- [The request] Copy out the lines of the listing below word for word, starting with the line that contains "find the shrub in the photo above" and continuing through the last line of the listing, with nothing else.

- [Records supplied]

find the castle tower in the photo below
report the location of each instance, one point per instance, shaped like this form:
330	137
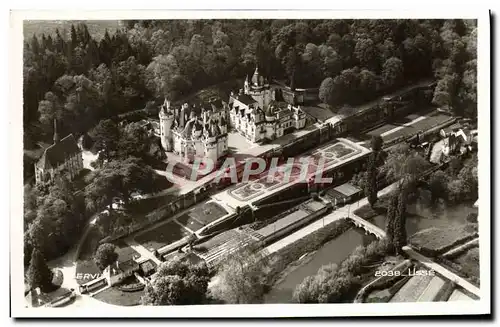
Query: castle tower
166	121
247	85
259	89
56	135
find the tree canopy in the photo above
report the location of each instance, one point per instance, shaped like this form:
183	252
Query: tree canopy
39	274
240	279
178	283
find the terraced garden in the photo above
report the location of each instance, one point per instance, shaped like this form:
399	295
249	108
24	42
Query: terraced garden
436	241
161	235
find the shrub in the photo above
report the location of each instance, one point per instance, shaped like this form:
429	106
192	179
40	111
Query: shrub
434	241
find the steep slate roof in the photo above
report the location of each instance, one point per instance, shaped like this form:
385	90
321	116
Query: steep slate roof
58	153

- [Result of the task]
find the shrub in the photo above
report the location of each instance, one point per instance, shaped like this form:
429	106
192	179
40	111
Query: shrub
434	241
find the steep slate roof in the photo above
report the location of each instance, one point per instance, shaped like this form:
385	90
321	116
Query: steep slate roof
58	153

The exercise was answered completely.